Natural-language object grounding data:
╭──
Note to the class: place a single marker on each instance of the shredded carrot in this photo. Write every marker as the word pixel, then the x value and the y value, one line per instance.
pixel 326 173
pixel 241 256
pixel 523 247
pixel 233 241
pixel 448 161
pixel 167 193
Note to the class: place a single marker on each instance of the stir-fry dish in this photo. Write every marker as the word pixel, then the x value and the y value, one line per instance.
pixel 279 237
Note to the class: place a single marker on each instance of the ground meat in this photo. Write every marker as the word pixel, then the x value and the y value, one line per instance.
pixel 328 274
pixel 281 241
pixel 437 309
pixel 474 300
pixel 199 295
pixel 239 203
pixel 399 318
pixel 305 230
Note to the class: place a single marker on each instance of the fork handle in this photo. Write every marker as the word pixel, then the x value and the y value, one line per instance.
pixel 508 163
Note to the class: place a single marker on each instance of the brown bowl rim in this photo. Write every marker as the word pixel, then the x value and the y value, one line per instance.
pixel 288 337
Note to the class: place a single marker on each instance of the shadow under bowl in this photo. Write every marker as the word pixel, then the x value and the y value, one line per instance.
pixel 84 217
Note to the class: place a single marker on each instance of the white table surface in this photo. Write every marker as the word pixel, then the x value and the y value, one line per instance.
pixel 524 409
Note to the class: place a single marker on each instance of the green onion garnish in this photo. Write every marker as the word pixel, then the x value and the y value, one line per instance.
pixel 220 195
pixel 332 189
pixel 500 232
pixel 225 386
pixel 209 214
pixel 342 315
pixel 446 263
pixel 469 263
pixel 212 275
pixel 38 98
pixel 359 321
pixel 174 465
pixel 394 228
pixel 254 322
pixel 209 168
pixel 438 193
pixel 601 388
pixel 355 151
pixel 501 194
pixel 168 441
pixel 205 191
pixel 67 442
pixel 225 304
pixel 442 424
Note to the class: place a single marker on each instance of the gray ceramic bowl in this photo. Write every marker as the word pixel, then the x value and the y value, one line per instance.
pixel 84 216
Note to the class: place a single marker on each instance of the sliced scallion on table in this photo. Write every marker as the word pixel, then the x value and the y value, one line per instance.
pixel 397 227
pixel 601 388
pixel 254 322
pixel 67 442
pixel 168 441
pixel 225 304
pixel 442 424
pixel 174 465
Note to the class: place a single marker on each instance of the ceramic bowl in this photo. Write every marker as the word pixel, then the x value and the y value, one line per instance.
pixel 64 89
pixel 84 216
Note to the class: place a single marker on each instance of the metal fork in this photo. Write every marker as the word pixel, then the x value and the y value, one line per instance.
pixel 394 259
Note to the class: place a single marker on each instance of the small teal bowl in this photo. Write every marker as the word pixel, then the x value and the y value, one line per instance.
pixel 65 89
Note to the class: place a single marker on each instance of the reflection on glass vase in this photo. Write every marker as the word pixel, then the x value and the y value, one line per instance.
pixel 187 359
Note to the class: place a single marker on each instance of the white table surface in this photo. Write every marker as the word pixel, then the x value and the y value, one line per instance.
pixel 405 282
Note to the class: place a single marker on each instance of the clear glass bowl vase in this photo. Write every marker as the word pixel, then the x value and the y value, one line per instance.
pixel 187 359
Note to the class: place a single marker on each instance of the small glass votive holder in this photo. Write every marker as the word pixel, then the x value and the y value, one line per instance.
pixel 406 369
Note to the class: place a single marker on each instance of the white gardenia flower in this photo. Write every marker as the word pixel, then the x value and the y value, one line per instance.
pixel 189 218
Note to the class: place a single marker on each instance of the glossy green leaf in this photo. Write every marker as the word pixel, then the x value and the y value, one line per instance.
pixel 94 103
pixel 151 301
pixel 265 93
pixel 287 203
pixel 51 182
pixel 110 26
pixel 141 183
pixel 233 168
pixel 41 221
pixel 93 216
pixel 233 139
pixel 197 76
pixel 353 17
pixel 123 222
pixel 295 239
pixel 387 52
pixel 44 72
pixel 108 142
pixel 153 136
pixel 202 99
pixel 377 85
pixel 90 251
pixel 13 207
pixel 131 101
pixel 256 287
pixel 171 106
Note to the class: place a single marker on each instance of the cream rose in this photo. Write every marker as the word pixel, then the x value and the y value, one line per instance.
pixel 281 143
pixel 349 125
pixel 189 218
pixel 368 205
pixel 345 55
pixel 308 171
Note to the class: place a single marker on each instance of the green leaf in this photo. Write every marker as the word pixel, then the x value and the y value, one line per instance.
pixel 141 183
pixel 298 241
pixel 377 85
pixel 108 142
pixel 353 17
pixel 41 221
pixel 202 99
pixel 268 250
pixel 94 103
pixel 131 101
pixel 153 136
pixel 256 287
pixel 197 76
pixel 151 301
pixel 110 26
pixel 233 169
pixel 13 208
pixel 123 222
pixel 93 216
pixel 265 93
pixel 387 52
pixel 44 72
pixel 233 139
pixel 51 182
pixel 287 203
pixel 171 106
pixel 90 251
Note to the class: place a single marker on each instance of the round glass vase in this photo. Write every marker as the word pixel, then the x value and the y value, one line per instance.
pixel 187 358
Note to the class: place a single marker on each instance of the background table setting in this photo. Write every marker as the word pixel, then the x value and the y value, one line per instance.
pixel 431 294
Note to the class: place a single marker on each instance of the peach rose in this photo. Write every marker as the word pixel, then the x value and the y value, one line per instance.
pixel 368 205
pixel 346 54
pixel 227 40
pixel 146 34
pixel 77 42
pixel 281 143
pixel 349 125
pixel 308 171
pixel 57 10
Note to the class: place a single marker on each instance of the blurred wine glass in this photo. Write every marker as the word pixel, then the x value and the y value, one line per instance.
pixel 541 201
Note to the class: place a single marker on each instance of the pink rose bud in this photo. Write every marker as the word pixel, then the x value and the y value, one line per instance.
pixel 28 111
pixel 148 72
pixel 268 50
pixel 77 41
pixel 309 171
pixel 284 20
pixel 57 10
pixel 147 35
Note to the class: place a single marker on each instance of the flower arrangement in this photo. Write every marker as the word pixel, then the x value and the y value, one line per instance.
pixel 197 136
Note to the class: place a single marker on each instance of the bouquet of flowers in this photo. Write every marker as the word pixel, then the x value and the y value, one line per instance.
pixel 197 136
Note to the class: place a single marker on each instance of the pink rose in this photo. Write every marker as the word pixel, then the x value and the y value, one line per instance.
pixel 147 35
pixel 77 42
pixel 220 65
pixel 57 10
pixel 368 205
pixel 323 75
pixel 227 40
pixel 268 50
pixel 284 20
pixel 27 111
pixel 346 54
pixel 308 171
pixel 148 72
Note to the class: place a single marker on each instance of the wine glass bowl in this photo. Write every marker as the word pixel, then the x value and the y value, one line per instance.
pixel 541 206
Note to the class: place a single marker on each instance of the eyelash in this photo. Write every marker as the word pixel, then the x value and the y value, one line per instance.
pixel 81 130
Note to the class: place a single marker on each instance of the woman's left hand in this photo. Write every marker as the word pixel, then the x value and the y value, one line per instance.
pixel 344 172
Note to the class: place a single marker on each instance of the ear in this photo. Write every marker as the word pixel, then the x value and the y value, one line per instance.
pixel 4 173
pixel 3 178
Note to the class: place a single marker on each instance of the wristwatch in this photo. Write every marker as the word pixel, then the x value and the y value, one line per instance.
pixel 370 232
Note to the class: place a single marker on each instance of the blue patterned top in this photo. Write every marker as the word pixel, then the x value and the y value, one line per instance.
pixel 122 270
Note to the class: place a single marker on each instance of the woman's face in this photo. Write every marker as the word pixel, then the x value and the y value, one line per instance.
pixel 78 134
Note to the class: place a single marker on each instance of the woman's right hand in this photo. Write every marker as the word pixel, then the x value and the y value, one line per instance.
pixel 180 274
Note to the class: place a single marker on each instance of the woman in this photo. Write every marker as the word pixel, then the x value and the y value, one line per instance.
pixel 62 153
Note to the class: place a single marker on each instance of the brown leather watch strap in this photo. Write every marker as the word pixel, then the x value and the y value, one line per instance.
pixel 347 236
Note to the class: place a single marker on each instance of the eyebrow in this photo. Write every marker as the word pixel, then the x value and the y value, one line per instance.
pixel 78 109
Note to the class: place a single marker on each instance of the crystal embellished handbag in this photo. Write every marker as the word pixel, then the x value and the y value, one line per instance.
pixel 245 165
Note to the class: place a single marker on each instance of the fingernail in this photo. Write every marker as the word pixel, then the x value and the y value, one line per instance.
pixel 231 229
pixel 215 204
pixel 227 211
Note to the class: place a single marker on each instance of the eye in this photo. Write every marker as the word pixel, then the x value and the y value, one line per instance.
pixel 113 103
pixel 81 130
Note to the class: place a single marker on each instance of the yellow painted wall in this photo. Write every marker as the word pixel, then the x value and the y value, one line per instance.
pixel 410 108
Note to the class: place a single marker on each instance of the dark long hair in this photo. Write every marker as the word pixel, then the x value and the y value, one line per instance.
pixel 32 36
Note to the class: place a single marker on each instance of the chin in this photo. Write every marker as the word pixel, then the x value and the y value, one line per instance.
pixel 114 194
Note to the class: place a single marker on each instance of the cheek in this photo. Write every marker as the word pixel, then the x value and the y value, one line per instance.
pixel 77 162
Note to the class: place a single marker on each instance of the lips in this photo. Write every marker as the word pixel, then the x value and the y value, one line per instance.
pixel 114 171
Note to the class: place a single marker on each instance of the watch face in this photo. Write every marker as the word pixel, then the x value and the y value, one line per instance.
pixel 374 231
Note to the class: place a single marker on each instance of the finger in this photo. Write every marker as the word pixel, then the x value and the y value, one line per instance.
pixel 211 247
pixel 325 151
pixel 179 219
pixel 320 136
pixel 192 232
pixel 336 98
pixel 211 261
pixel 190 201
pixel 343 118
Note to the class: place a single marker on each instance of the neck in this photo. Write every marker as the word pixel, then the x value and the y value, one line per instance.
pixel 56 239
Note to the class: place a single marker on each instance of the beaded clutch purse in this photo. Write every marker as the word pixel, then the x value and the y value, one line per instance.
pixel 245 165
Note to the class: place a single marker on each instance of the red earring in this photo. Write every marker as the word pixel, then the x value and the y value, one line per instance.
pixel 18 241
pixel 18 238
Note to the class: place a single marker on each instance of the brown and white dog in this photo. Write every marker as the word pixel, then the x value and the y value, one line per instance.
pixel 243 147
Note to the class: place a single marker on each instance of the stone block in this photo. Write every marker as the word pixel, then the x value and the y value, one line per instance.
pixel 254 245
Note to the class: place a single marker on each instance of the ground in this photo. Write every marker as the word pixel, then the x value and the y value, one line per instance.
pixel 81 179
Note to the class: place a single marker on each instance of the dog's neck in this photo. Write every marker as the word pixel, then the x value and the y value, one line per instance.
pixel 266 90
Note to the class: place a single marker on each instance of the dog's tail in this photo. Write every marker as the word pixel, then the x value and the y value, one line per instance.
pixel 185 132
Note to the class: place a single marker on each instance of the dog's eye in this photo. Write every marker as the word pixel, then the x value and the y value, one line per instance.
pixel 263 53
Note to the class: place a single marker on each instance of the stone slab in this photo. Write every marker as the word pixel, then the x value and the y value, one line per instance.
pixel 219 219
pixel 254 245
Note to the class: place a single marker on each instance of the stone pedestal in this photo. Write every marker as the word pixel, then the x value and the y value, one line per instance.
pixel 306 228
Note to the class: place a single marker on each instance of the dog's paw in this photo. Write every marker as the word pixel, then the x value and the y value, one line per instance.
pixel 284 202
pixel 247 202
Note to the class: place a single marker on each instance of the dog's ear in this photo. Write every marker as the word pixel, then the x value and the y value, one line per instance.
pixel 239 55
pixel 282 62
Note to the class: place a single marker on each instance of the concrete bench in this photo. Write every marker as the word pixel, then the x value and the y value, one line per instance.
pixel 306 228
╰──
EXERCISE GOAL:
Only this range is to be output: the line that contains "of the concrete" through the last line of the records above, both inclusive.

REPLY TO THE TASK:
Note to the class: place a single marker on each instance of the concrete bench in this photo. Write every marker as the word pixel, then the x value and the y value, one line per instance.
pixel 306 228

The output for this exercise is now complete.